Rewrite the lines below, putting "match analysis" wherever "game-film review" appears and changing nothing else. Leave the pictures out of your answer.

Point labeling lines
──────────

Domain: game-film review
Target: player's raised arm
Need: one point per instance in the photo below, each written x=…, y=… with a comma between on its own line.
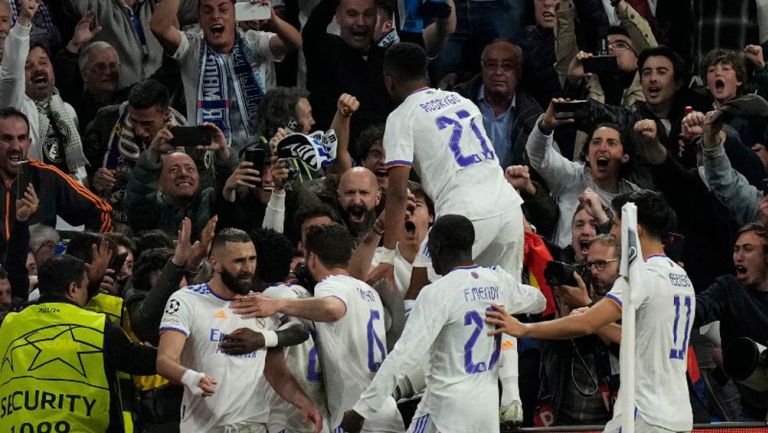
x=328, y=309
x=603, y=313
x=394, y=214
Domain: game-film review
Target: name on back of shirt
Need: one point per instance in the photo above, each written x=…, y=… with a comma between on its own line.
x=679, y=280
x=366, y=294
x=438, y=104
x=490, y=293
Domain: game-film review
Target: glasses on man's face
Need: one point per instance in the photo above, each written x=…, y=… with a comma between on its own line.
x=504, y=66
x=620, y=46
x=105, y=67
x=600, y=265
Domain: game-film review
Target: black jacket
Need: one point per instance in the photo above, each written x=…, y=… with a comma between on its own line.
x=119, y=354
x=334, y=68
x=708, y=240
x=742, y=312
x=743, y=160
x=60, y=195
x=526, y=111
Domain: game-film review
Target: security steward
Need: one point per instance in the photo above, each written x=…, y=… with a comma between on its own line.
x=57, y=372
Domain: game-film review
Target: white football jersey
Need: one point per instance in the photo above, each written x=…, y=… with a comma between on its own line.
x=447, y=323
x=440, y=134
x=666, y=305
x=241, y=392
x=352, y=349
x=303, y=363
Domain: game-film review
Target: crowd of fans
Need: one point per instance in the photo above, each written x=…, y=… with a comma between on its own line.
x=582, y=100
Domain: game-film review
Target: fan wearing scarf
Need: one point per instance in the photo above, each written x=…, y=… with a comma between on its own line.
x=222, y=66
x=27, y=83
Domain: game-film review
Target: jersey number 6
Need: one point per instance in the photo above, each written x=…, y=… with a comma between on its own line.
x=374, y=343
x=473, y=318
x=679, y=352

──────────

TASK SOLUTION:
Domain: match analysis
Target: player's raised arm
Need: one point per instance in the photo below, each written x=…, y=… with a comma between on its own line.
x=328, y=309
x=603, y=313
x=394, y=214
Domain: match analysis
Target: name on back of shirt
Need: one point per instance in the photo above, each written x=…, y=… with a comma between on its own line.
x=679, y=280
x=366, y=294
x=438, y=104
x=490, y=293
Domain: match analysis
Target: glasses on man's face
Need: one point per instance in the photo above, each written x=…, y=… with a comma between on its own line.
x=504, y=66
x=620, y=46
x=105, y=67
x=600, y=265
Domain: match analysis
Target: black jacket
Need: one point per instance in the photo above, each written x=…, y=… with a comma between on its own line.
x=119, y=354
x=334, y=68
x=708, y=240
x=742, y=312
x=743, y=160
x=60, y=195
x=526, y=111
Domain: match analysis
Target: security steward
Need: one point per instance in the photo above, each written x=…, y=… with a comma between on its own line.
x=57, y=372
Domain: match analysis
Target: white football jersey
Need: one point per instance in the photo above, each written x=…, y=… with a comma between on its own line.
x=447, y=323
x=440, y=134
x=666, y=305
x=241, y=392
x=352, y=349
x=303, y=363
Domain: match analysis
Target: crowd of fans
Need: one point per instance in the photo above, each written x=…, y=… with a comma between on its own line.
x=582, y=100
Domain: match analysis
Target: fan wearing scarf
Need: one point per instance in the photo above, each written x=…, y=… with a comma between on its own line.
x=222, y=66
x=27, y=83
Domain: match analysis
Target: jersey number 6
Need: one point per instance in the photo above, each written x=…, y=… with a comma between on its own line.
x=374, y=343
x=473, y=318
x=679, y=352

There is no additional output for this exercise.